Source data
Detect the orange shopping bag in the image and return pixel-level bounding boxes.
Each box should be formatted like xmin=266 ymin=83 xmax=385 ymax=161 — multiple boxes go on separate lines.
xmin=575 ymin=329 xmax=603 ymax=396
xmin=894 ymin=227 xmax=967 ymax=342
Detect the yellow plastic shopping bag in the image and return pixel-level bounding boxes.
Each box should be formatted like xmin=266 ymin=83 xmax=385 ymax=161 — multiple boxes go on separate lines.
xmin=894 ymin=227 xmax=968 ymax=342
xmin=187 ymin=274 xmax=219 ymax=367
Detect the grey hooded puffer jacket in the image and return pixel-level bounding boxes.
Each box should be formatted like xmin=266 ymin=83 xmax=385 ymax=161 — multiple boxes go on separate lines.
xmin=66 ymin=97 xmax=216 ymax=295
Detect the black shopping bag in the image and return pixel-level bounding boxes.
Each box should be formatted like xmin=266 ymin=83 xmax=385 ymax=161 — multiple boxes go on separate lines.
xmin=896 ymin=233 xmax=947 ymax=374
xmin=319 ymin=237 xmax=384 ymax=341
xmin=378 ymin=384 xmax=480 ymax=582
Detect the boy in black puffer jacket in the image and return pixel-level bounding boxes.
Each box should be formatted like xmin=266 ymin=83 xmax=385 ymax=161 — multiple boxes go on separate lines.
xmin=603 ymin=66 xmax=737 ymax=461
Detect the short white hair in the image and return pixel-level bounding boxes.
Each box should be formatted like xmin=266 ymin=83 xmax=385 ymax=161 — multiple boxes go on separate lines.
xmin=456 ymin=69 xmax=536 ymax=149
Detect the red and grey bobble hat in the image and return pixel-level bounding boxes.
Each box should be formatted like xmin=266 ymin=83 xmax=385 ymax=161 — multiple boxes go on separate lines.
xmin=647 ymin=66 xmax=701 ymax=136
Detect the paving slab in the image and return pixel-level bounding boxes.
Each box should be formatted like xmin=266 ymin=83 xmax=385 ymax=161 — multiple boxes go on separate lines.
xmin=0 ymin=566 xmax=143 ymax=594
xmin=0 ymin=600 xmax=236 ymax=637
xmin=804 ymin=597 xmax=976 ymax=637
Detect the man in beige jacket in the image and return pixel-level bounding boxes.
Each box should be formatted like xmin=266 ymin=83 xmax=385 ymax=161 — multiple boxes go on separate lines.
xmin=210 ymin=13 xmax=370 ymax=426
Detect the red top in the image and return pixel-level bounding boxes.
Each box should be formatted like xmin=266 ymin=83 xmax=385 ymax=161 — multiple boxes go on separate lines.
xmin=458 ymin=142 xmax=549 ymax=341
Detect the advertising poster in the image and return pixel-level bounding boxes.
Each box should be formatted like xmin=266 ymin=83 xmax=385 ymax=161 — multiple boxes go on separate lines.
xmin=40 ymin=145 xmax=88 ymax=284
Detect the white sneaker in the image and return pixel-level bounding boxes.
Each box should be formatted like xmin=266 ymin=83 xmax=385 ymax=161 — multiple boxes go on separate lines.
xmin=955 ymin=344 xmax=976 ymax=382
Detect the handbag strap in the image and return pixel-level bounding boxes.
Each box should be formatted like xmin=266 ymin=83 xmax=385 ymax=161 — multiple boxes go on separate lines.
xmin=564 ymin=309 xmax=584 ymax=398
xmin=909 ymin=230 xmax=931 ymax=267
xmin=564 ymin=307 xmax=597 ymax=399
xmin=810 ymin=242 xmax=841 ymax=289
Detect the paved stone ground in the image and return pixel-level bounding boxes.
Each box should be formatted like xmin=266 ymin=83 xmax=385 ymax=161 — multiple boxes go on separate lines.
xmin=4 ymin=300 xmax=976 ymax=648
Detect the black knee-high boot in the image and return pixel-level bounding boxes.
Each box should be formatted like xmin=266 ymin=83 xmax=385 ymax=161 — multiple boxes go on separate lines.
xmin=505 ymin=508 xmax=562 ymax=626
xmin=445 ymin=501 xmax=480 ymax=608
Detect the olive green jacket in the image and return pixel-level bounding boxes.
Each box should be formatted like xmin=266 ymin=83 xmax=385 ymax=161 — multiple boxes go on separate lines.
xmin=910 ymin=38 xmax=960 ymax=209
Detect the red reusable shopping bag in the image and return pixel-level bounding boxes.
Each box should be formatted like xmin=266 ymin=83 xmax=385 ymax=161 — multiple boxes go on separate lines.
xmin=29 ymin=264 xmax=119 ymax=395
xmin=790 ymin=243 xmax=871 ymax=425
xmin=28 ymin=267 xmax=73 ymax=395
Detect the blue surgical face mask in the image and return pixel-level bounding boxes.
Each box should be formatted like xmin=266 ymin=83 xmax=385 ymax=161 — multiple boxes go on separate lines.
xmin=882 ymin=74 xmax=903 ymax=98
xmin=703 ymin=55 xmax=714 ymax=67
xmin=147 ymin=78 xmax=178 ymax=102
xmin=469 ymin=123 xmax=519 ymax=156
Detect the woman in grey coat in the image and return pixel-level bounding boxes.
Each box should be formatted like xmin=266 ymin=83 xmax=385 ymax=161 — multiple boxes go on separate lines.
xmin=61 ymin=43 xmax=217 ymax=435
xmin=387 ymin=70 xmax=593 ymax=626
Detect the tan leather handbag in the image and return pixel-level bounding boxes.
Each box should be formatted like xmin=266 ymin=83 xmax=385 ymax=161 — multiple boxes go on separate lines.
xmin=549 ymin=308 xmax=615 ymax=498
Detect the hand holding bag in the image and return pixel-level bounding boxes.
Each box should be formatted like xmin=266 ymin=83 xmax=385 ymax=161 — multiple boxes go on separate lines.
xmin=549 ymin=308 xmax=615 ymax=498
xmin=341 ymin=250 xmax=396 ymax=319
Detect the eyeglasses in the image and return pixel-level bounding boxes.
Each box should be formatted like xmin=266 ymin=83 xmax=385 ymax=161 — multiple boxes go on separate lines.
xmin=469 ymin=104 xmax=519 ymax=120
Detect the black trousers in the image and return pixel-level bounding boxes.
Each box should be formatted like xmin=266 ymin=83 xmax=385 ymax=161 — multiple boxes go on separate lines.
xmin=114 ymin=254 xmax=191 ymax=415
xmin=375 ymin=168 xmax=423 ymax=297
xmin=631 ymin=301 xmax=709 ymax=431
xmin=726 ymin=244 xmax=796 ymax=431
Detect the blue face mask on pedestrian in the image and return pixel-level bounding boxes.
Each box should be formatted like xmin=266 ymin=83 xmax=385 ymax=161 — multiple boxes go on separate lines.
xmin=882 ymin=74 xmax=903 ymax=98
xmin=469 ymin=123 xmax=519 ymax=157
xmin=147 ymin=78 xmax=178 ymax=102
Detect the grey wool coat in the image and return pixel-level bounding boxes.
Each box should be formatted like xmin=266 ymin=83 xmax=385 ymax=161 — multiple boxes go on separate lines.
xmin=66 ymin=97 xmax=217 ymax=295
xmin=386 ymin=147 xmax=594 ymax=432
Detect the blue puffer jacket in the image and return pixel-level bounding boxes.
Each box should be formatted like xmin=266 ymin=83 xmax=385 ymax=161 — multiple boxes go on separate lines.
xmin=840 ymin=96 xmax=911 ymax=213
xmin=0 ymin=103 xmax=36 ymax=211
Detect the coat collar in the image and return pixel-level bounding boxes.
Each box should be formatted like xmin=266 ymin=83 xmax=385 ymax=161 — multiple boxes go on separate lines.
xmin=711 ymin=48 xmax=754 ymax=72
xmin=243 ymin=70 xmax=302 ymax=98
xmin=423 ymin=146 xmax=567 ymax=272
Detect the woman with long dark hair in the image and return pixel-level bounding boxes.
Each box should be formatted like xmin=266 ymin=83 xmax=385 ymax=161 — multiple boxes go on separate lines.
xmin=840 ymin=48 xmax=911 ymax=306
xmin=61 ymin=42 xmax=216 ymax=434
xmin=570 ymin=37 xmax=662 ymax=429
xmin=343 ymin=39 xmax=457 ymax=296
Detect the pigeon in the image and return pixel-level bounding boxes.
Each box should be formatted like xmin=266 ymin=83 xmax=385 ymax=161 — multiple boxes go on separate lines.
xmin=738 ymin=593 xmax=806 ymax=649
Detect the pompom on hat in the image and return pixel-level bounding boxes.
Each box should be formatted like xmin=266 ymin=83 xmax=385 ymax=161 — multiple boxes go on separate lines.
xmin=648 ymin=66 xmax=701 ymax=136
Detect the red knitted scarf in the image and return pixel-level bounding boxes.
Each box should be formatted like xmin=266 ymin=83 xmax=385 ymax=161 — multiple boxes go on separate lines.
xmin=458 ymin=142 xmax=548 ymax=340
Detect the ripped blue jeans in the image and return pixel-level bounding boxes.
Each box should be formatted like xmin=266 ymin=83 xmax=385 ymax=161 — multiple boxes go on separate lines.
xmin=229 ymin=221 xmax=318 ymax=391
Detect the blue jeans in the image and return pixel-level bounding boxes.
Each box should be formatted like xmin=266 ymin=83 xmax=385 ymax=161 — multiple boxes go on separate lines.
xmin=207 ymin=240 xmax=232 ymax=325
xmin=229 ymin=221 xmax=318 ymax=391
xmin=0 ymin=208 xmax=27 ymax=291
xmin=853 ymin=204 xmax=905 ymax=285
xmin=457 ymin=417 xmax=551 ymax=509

§ **EXERCISE DETAILS**:
Take the records above and return, word for word, only the lines that fall from the line with "Detect the black trousers" to the line with "Detect the blue face", both of them included.

§ **EXERCISE RESPONSE**:
Detect the black trousers in the image and return pixel-level bounding boxes.
Each box should be formatted like xmin=266 ymin=83 xmax=385 ymax=161 — multiple boxes go on separate lines.
xmin=114 ymin=254 xmax=191 ymax=415
xmin=375 ymin=168 xmax=423 ymax=297
xmin=631 ymin=301 xmax=709 ymax=431
xmin=726 ymin=244 xmax=796 ymax=431
Detect the blue face mask on pedestrian in the image and return pixel-level bounding boxes.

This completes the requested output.